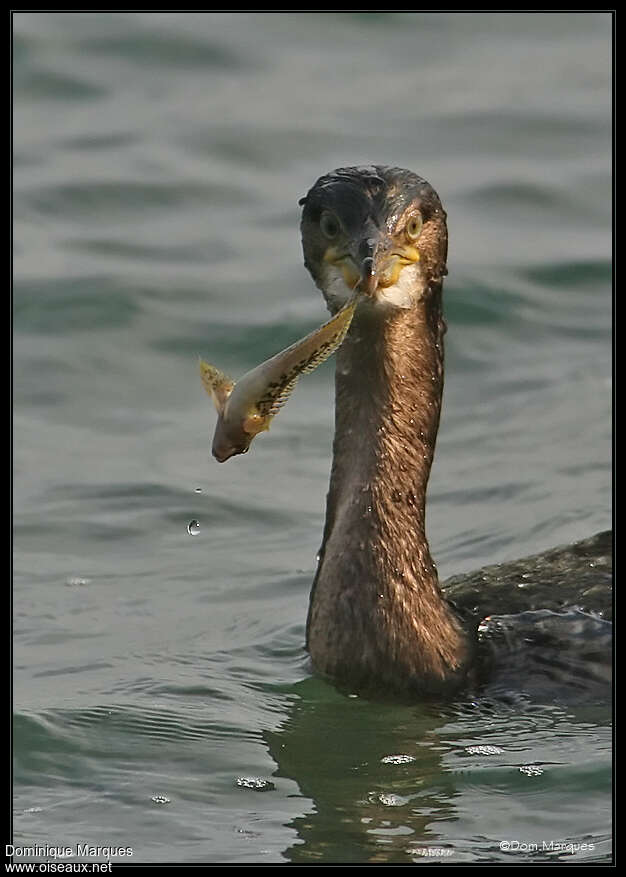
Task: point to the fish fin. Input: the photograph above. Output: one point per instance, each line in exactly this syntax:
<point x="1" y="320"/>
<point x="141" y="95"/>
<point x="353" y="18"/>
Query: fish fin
<point x="217" y="384"/>
<point x="304" y="357"/>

# # # #

Convert these lines into a JSON list of strings, one string per line, leaving out blank lines and the pictures.

[
  "Task: point to the fish fin. Input: the photograph above. Output: one point per instance, each line in exactly this syntax:",
  "<point x=\"1\" y=\"320\"/>",
  "<point x=\"141\" y=\"95\"/>",
  "<point x=\"353\" y=\"18\"/>",
  "Query: fish fin",
  "<point x=\"217\" y=\"384\"/>",
  "<point x=\"304\" y=\"357\"/>"
]